■ Task to carry out ■
If a line in the data below holds the word "post", copy it.

(Stored data entries)
***

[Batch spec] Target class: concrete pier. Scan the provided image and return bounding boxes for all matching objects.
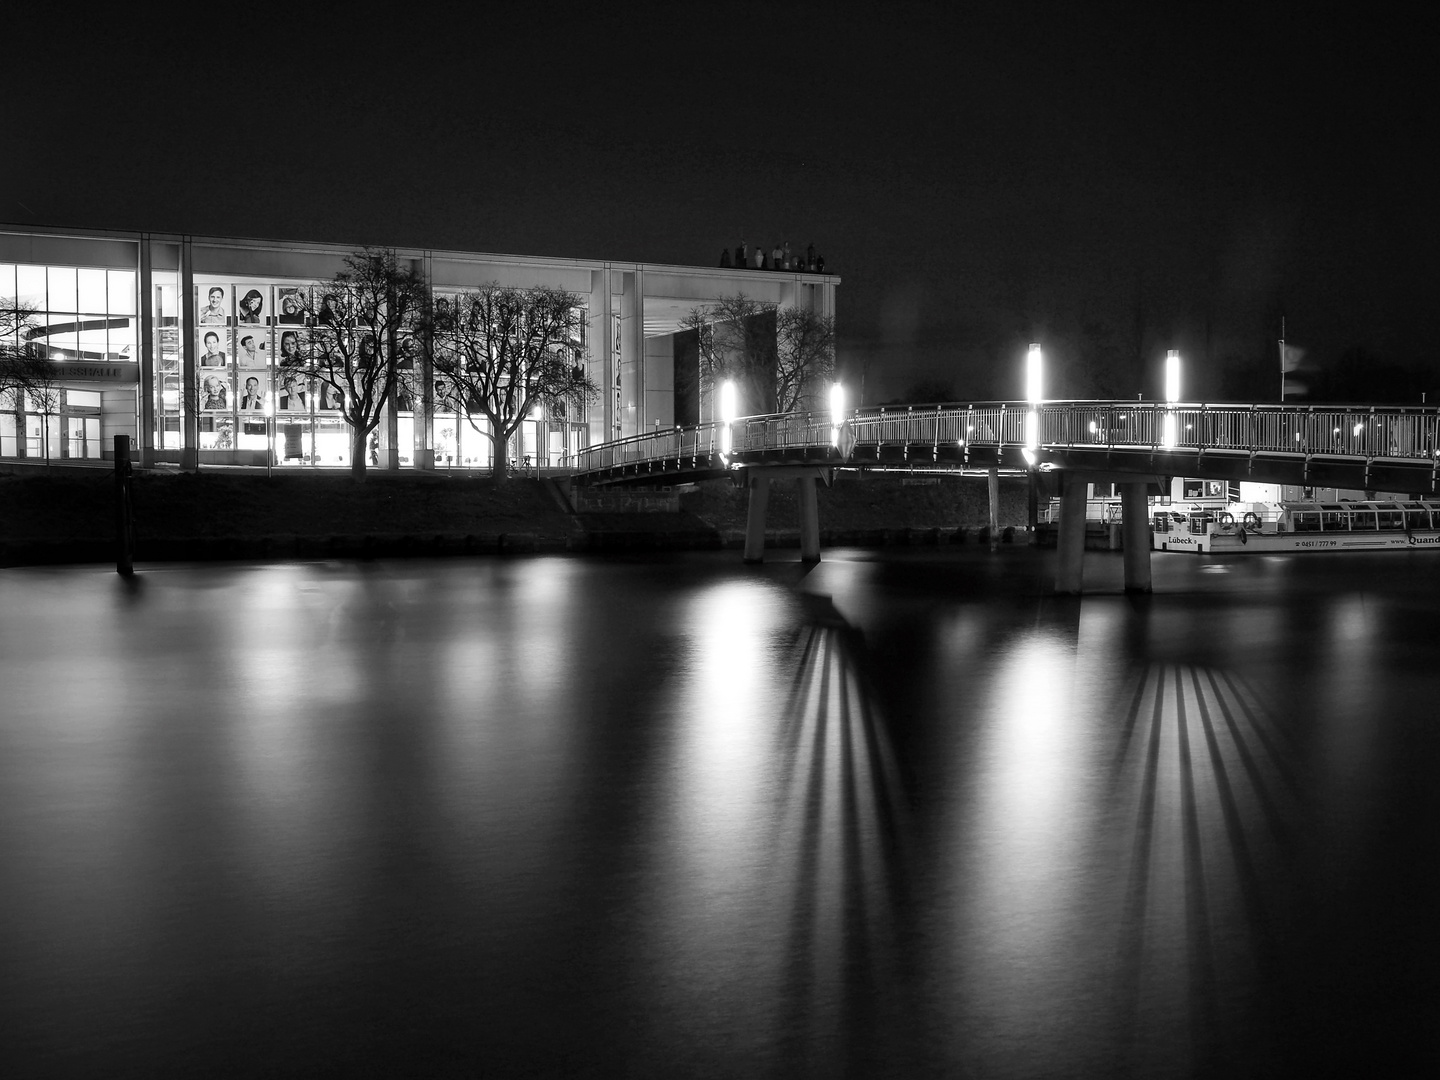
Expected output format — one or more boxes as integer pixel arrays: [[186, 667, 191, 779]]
[[1121, 481, 1152, 593], [798, 475, 821, 563], [1054, 473, 1088, 594]]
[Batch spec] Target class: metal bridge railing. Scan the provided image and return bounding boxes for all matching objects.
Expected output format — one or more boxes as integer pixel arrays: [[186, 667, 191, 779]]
[[571, 401, 1440, 475]]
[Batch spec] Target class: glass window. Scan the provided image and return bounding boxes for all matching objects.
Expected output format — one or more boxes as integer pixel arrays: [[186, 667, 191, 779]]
[[109, 319, 136, 360], [78, 268, 107, 313], [107, 270, 136, 315], [47, 266, 77, 312], [0, 263, 15, 298], [66, 389, 102, 409], [16, 265, 45, 308]]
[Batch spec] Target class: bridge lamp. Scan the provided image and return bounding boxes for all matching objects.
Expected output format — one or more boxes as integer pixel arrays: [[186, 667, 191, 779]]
[[719, 379, 737, 458], [1024, 343, 1042, 458], [1352, 422, 1364, 436], [1162, 350, 1180, 449], [829, 381, 845, 446]]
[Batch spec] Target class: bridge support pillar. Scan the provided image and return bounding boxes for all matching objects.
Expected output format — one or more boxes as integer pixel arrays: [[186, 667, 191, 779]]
[[1055, 472, 1088, 595], [1121, 482, 1153, 593], [988, 467, 1000, 549], [798, 475, 821, 563], [743, 472, 771, 563]]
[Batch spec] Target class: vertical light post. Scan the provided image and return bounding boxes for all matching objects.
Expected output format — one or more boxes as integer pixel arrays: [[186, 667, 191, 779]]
[[829, 381, 845, 447], [1163, 349, 1180, 449], [265, 395, 274, 478], [1024, 343, 1042, 542], [529, 404, 541, 475], [719, 379, 737, 459], [1024, 343, 1042, 459]]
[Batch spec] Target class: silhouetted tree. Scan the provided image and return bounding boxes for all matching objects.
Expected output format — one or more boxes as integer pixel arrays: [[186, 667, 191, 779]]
[[0, 296, 43, 400], [430, 283, 597, 481], [681, 294, 777, 416], [775, 306, 837, 412], [282, 249, 429, 480]]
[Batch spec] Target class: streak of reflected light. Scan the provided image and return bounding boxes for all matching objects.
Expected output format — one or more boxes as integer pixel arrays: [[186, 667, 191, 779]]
[[1111, 662, 1302, 1074], [768, 592, 907, 1069]]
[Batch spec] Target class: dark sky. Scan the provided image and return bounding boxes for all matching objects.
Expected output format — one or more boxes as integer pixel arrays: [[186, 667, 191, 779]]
[[6, 4, 1435, 403]]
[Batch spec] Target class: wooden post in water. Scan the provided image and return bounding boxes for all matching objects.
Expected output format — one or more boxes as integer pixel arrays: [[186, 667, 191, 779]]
[[114, 435, 134, 576]]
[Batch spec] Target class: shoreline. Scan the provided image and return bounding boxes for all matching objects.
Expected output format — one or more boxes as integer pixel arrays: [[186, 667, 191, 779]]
[[0, 470, 1028, 567]]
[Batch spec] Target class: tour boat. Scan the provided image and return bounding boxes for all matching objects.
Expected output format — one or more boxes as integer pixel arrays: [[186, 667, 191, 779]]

***

■ Result of this exercise ■
[Batch spec] Target class: vertical light post. Scan the provided image and return bounding boxes for all matching objects.
[Batch spec] Target class: wooden post in water. Scan the provided image and return bounding boxes for all matching objects.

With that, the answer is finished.